[PROBLEM STATEMENT] Rewrite the passage of the ICSANT workshop text from "UNODC experts provided" to "to the Convention.", replacing "audience" with "participants".

[TEXT TO READ]
Because of its devastating consequences and transboundary nature, the risk of nuclear or other radioactive material being used for terrorist or other criminal purposes by non-State actors continues to be one of the most serious threats of our time.
The universalization and effective implementation of the International Convention for the
Suppression of Acts of Nuclear Terrorism (ICSANT) will contribute to a safer world by facilitating international cooperation, including the exchange of information on nuclear security threats, as well as prosecution and extradition of alleged offenders.
On 14 November 2023, UNODC held an event, the third within a series of online regional workshops, under the new EU Project Union Support for the universalisation and effective implementation of the International Convention for the Suppression of Acts of Nuclear Terrorism (ICSANT) which started on 1 July 2023 and will run until 30 June 2026. The workshop was addressed to countries in the Pacific that are not yet party to ICSANT. It benefited from the participation of government officials from the Cook Islands, Palau, Tuvalu and Vanuatu.
Opening remarks were delivered by Mr Stefan Tressing, Deputy Head of the Division for Disarmament and Non-proliferation of the EU’s External Action Service. Mr Tressing informed participants of the EU’s long-standing commitment to ICSANT and emphasized how “it is our
common interest that fear of such events do not hamper the peaceful use of nuclear technologies in key areas to meet the sustainable development goals and to improve life conditions in many parts of the world, including in the Pacific.”
UNODC’s Officer-in-Charge for the Pacific Office, Ms Marie Pegie Cauchois, stressed how the risk of theft, smuggling and sabotage was high and that the transnational nature of the threat required a “dedicated and coordinated response from the international community and Member States”, as facilitated under ICSANT.
Mr. John Buchanan, Coordinator of INTERPOL’s Radiological Nuclear Terrorism Prevention Unit, shared the perspective of his organization in assessing threats of nuclear terrorism. He highlighted how when developing and implementing nuclear security legislative frameworks due consideration of “the nexus between radiological material, traditional organized crime and terrorism” and the six factors for threat assessment (“the availability, vulnerability and movability of the material” and “the motivations, intent and capability of the actors”) would be needed.
UNODC experts provided the audience with an overview of the provisions within ICSANT that could effectively assist States parties in preventing and suppressing terrorism and other criminal conduct involving nuclear or other radioactive material, as well the benefits of adherence to the Convention.
Participants were also informed on how to access the various types of support that UNODC and partners offer, such as capacity building, legislative assistance, e-learning modules and other tools and resources.

[RECORDED INFORMATION]
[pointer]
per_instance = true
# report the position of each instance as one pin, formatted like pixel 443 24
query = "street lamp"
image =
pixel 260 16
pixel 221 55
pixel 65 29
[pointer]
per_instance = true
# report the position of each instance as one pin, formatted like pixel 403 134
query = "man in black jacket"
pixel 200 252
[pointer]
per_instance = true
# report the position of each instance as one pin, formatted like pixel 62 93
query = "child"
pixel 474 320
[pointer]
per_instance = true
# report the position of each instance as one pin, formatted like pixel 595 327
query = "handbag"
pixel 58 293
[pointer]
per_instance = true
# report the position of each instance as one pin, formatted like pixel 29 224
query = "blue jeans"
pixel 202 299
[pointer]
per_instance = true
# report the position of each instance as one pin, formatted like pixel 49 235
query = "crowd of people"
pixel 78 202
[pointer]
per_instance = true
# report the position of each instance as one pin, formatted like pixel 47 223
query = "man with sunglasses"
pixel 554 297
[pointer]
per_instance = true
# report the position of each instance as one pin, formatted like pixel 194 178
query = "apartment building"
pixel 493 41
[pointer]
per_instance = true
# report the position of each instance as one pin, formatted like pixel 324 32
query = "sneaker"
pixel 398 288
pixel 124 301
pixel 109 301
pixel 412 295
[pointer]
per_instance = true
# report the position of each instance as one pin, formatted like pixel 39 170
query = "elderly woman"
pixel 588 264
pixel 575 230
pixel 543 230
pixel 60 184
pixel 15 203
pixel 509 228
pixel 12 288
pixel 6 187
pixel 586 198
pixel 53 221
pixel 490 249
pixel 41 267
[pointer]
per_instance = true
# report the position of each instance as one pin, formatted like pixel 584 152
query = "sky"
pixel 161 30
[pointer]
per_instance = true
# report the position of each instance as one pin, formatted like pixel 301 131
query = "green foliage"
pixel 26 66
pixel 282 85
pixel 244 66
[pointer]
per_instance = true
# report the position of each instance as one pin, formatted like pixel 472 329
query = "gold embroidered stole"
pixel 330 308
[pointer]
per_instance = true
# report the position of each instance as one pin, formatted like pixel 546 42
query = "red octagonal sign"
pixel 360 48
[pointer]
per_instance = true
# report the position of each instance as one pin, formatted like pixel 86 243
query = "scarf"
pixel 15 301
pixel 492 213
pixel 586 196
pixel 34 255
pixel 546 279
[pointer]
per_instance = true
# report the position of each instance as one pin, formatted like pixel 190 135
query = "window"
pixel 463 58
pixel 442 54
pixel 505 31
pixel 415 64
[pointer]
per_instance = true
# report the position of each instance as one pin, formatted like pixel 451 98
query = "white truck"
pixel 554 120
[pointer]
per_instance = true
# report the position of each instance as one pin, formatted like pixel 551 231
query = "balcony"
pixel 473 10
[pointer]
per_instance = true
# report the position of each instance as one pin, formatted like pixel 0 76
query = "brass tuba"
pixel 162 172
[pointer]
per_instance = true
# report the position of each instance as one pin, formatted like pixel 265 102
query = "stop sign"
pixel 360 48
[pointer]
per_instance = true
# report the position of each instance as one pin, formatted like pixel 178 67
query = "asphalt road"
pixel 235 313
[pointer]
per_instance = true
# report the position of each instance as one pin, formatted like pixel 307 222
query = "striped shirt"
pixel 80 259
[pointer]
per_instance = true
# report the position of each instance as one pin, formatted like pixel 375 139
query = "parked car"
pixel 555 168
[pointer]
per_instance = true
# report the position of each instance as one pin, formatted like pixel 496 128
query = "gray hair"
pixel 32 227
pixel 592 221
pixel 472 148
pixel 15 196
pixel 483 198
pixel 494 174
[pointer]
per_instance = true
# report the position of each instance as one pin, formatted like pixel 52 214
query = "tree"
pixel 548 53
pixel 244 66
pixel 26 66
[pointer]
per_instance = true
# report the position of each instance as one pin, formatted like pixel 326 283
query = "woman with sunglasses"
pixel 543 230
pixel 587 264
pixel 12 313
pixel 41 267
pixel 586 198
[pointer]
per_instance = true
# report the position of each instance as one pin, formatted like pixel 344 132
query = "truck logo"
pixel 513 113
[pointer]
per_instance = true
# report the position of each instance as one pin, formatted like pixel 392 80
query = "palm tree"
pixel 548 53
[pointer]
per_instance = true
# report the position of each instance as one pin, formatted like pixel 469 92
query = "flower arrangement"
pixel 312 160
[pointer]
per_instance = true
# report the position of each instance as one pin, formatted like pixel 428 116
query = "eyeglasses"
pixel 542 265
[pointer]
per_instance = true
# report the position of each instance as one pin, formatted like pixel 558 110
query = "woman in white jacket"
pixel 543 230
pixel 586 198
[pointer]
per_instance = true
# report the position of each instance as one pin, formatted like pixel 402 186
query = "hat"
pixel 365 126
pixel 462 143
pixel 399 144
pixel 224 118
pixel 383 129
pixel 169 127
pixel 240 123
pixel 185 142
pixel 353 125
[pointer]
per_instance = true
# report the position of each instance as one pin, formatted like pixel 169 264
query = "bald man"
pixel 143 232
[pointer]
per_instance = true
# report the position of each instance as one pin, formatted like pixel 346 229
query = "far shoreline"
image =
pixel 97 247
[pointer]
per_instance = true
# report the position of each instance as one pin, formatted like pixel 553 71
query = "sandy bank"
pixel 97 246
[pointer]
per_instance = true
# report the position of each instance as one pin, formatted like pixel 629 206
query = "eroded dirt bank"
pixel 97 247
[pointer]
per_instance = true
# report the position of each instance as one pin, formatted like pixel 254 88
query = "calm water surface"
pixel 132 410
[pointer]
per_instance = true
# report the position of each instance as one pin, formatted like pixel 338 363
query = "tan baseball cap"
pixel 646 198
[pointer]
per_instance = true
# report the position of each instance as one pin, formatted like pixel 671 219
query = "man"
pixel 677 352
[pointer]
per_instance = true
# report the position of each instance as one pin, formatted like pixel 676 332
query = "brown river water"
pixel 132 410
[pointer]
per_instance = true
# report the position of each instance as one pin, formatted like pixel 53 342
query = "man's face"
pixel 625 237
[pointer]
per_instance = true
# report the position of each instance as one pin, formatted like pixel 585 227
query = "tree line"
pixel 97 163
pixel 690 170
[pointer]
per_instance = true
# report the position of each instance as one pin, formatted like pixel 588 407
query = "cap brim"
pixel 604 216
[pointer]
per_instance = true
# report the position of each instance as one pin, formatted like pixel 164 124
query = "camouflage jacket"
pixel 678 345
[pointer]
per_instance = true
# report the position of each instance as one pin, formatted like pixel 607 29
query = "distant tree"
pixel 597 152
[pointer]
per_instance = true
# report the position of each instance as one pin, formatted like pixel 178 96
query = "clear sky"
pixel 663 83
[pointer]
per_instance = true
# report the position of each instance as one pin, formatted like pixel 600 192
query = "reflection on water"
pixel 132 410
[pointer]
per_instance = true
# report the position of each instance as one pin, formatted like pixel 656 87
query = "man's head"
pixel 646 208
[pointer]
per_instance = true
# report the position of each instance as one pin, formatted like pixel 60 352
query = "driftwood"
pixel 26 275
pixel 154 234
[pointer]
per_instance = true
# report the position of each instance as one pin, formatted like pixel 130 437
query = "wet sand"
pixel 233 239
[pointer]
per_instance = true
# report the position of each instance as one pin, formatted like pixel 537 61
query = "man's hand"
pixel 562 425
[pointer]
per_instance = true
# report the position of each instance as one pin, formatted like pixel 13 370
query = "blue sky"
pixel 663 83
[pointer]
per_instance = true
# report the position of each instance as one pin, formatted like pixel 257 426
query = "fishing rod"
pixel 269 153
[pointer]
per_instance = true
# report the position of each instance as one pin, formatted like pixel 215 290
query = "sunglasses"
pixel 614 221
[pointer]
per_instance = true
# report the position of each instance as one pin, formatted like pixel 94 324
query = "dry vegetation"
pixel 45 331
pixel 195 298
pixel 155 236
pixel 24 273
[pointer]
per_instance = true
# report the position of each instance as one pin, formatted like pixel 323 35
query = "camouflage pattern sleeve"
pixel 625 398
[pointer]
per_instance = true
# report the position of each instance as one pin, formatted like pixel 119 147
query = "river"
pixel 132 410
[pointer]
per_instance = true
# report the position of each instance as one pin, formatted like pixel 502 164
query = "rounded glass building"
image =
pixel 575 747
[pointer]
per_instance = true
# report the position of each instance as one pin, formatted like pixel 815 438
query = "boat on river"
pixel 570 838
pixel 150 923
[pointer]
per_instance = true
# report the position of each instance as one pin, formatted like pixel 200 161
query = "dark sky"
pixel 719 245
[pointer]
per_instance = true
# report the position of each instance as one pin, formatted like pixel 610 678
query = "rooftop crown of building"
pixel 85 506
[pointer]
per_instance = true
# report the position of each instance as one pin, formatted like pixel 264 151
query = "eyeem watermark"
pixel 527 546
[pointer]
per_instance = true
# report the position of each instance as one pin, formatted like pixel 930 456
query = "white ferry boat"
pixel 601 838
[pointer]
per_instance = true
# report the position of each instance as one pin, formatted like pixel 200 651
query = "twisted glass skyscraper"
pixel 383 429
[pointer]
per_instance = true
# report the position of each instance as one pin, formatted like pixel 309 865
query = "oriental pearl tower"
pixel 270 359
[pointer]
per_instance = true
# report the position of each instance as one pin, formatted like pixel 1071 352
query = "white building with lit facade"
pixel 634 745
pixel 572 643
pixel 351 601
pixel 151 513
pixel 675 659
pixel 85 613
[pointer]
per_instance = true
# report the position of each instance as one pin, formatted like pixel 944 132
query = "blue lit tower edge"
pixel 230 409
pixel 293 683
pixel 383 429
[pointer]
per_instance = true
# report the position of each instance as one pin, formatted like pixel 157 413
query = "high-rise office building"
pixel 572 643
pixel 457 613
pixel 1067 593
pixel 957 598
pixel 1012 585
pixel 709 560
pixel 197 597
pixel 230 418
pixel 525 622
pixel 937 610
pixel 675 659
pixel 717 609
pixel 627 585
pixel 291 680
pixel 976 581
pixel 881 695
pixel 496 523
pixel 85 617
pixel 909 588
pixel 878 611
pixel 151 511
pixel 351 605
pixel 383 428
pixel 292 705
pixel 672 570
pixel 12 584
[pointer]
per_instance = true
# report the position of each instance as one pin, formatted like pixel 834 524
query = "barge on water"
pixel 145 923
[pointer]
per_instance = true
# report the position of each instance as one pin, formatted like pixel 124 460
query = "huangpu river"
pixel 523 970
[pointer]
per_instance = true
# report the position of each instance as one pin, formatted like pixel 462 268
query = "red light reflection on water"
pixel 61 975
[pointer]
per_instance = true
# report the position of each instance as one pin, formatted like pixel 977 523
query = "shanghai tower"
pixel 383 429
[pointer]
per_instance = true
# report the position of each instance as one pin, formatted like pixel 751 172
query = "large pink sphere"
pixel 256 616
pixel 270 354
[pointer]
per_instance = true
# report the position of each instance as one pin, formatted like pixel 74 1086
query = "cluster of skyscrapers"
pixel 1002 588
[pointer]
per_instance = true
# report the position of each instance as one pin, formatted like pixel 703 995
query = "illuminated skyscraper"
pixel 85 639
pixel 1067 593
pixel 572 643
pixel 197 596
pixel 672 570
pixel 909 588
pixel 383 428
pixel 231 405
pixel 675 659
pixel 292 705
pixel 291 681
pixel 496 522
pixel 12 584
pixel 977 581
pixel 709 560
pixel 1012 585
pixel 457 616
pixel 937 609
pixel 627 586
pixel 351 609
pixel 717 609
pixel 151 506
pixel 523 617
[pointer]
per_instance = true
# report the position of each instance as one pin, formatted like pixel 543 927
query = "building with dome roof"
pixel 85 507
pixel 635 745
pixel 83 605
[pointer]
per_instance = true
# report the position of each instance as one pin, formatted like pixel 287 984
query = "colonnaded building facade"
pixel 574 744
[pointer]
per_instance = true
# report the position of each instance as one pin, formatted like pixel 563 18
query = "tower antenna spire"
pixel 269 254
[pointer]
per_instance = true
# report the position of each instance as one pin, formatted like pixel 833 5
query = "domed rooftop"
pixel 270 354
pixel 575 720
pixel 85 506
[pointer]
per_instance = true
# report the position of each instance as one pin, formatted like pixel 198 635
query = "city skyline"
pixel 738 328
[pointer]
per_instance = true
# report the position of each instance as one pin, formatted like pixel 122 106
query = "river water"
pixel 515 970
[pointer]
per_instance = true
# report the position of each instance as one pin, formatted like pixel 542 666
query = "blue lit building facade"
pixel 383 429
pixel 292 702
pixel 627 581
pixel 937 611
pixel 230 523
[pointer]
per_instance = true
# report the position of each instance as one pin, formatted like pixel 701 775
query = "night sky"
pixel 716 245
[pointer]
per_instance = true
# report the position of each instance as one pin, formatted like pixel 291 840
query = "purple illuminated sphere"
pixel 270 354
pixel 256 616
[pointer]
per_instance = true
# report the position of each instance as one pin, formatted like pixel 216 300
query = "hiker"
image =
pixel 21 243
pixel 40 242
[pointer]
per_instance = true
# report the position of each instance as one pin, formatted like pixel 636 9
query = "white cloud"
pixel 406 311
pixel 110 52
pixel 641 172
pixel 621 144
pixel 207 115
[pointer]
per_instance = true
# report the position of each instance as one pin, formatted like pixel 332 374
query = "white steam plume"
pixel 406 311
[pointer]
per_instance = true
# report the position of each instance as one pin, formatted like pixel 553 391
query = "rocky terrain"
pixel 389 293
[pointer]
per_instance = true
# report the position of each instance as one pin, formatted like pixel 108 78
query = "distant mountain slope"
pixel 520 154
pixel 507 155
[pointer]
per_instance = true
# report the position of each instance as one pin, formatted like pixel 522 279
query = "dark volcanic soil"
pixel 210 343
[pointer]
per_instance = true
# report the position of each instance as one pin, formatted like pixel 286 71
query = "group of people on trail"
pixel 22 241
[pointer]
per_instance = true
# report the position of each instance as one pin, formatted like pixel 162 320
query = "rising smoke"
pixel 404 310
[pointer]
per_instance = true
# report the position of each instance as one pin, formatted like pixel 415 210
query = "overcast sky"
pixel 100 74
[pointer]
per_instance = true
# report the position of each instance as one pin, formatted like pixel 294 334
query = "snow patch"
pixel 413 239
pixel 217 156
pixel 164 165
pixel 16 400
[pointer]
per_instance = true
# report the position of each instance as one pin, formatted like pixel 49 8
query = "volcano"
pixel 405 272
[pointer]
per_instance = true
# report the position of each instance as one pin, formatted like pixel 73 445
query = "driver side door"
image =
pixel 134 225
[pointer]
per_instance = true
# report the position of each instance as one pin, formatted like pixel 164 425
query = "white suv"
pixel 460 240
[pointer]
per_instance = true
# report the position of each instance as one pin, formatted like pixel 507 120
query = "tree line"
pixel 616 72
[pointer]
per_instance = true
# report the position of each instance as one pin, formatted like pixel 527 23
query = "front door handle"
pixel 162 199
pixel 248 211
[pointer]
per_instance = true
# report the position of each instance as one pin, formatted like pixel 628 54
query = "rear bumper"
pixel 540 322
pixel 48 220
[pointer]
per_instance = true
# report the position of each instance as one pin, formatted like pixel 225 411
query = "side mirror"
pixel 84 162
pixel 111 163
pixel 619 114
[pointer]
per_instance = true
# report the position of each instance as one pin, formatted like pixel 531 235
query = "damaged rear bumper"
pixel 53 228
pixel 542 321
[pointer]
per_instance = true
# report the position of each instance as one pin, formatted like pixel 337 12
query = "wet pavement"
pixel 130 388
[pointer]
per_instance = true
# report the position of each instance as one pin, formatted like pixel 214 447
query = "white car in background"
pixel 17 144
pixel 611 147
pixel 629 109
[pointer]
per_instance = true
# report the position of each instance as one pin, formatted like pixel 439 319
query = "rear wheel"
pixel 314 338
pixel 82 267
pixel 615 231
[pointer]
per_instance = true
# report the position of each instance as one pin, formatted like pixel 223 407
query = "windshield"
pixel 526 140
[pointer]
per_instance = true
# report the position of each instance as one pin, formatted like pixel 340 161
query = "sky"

[RESULT OF THE TASK]
UNODC experts provided the participants with an overview of the provisions within ICSANT that could effectively assist States parties in preventing and suppressing terrorism and other criminal conduct involving nuclear or other radioactive material, as well the benefits of adherence to the Convention.